▶ _EXERCISE AIM_
Reproduce the passage on the ramas of Palo, replacing "initiates" with "practitioners". Begin at the words "Many initiates believe" and stop after "from the past.".

▶ _EXTRACT_
--------------------------------------------------

Many initiates believe that the names of the ramas derive from different ethnic groups from in and around the Kingdom of Kongo. Conversely, Barnet noted that these names cannot be identified with known ethnic groups in Central Africa and that "they may simply be randomly chosen names of Bantu etymology that became adulterated in Cuba". Palo's followers are often critical of rival ramas, believing that their own tradition maintains the correct procedure inherited from the past.

Especially syncretic in its approach to Palo is Kimbisa, the rama founded in the 19th century by Andrés Facundo Cristo de los Dolores Petit. Petit merged Palo with elements from Santería, Spiritism, and Catholicism, with the tradition operating on the principles of Christian charity. In Kimbisa praise houses, it is common to find images of the Virgin Mary, the saints, the crucifix, and an altar to San Luis Beltrán, the patron saint of the tradition. Unlike other ramas, Kimbisa has a supreme leader and a written constitution. Certain members of other Palo traditions look critically upon Kimbisa, believing that it deviates too far from traditional Bakongo practices. The Palo nganga has also been incorporated into a Cuban variant of Spiritism, El Espiritismo Cruzao, elsewhere termed Palo Cruzado, or Muertería.

--------------------------------------------------

▶ _EXTRACTED ENTRIES_
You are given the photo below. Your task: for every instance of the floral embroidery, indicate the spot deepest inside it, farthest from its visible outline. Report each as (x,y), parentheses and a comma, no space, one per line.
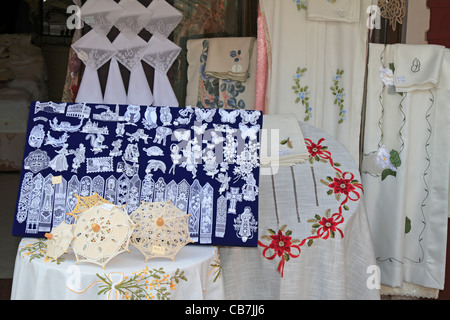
(37,250)
(283,246)
(145,284)
(230,91)
(214,93)
(389,161)
(339,95)
(344,184)
(326,226)
(302,93)
(318,152)
(301,5)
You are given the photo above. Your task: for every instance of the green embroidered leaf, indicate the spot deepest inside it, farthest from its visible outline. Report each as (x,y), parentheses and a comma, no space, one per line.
(386,173)
(395,159)
(407,225)
(392,67)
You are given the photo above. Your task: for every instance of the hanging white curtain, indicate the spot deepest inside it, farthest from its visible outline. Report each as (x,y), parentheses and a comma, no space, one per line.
(406,164)
(317,64)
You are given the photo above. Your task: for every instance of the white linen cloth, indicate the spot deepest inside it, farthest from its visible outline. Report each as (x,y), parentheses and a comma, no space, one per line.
(417,69)
(285,147)
(94,50)
(133,19)
(129,54)
(229,58)
(205,91)
(196,269)
(161,53)
(162,91)
(101,15)
(408,213)
(317,69)
(338,10)
(328,269)
(114,91)
(164,18)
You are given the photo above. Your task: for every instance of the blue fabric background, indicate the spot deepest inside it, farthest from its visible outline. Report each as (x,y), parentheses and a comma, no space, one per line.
(30,208)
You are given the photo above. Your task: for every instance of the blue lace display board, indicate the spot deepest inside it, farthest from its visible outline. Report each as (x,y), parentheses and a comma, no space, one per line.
(206,161)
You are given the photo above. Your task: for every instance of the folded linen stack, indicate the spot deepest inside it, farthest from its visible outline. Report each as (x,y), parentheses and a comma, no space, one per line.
(417,67)
(229,58)
(221,89)
(286,146)
(338,10)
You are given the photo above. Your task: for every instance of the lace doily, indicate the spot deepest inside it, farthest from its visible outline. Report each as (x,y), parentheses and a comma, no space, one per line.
(84,203)
(162,230)
(393,10)
(58,241)
(101,233)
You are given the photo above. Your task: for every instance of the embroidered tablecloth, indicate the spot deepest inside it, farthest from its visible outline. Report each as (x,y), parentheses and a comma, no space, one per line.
(195,274)
(314,238)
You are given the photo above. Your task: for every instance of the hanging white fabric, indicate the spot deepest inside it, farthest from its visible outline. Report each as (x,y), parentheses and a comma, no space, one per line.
(317,69)
(133,18)
(101,15)
(162,91)
(129,54)
(94,49)
(115,90)
(405,166)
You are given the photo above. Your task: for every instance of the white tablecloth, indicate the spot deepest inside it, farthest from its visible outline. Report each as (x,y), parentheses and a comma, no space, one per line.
(195,275)
(297,256)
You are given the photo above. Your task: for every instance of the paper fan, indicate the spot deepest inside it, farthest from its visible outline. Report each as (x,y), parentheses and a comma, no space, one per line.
(133,18)
(84,203)
(101,233)
(161,230)
(58,241)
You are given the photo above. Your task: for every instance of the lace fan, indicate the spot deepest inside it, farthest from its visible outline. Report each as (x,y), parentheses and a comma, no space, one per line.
(161,230)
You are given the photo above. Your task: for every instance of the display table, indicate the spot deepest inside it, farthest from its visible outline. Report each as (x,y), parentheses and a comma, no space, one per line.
(314,238)
(194,275)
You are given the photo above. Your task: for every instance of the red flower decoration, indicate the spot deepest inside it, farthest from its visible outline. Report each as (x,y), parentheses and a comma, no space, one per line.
(282,244)
(341,185)
(317,149)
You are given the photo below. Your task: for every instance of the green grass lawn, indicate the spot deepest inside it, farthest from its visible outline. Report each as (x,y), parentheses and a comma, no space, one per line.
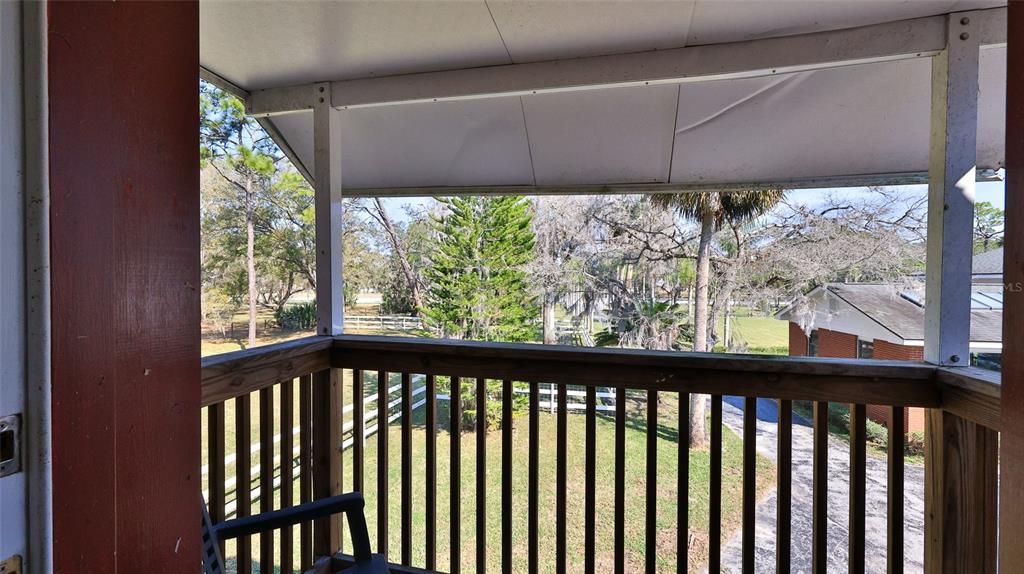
(635,485)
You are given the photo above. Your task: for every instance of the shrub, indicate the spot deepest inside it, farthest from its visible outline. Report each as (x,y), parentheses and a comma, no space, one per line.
(877,434)
(301,316)
(914,444)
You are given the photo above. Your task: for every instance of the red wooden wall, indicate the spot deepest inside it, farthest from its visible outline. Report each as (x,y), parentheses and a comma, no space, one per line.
(124,187)
(1012,439)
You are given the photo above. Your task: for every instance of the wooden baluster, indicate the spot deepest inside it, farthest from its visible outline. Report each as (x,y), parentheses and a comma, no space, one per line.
(620,480)
(590,494)
(481,475)
(455,482)
(407,470)
(287,471)
(683,485)
(383,478)
(305,467)
(560,472)
(961,481)
(358,430)
(534,479)
(895,492)
(266,475)
(243,478)
(715,505)
(783,509)
(431,486)
(750,480)
(858,486)
(507,400)
(650,530)
(819,503)
(326,456)
(215,464)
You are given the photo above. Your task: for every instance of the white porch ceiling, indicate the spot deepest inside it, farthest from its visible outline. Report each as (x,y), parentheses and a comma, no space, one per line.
(862,120)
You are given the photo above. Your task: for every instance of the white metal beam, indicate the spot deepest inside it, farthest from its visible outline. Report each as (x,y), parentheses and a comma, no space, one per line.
(883,42)
(37,423)
(909,178)
(327,158)
(952,162)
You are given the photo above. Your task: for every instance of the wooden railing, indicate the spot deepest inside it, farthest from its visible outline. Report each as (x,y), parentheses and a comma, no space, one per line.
(334,436)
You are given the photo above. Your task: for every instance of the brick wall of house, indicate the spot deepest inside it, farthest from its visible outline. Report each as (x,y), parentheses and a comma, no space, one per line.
(798,341)
(913,417)
(892,351)
(836,344)
(843,345)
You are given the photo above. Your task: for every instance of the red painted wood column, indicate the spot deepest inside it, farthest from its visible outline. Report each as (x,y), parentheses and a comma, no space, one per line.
(124,187)
(1012,443)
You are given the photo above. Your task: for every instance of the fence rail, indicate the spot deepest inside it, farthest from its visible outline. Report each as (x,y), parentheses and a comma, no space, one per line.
(331,379)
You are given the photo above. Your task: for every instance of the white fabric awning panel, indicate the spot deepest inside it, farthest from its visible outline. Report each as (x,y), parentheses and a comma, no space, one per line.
(859,120)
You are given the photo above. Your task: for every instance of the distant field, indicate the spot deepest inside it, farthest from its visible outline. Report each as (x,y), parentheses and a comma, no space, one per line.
(762,334)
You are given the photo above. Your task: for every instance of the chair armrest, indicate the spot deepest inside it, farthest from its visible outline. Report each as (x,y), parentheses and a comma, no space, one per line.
(350,503)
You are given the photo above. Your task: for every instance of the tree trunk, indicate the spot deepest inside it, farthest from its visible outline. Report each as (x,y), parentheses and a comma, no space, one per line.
(251,261)
(728,284)
(399,250)
(548,312)
(698,432)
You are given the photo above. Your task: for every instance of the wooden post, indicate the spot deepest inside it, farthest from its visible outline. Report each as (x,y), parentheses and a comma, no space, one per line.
(327,153)
(1012,444)
(950,193)
(330,313)
(961,477)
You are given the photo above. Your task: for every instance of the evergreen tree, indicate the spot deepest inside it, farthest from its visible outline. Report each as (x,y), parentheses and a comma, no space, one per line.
(477,272)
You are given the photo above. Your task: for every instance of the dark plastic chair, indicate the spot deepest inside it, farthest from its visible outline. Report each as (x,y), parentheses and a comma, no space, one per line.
(351,504)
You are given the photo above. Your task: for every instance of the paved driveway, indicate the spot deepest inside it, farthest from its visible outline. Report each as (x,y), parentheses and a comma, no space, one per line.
(839,492)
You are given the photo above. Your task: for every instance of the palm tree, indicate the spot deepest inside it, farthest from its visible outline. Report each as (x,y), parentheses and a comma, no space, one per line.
(713,210)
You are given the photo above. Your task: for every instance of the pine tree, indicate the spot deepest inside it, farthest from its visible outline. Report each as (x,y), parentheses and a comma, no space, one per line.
(477,272)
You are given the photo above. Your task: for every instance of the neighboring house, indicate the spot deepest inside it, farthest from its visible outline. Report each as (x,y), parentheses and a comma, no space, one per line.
(887,321)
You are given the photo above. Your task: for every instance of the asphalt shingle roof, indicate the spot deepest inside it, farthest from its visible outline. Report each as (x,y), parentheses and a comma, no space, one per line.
(904,315)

--------------------------------------------------

▶ _EXERCISE RESULT_
Many practitioners believe that the names of the ramas derive from different ethnic groups from in and around the Kingdom of Kongo. Conversely, Barnet noted that these names cannot be identified with known ethnic groups in Central Africa and that "they may simply be randomly chosen names of Bantu etymology that became adulterated in Cuba". Palo's followers are often critical of rival ramas, believing that their own tradition maintains the correct procedure inherited from the past.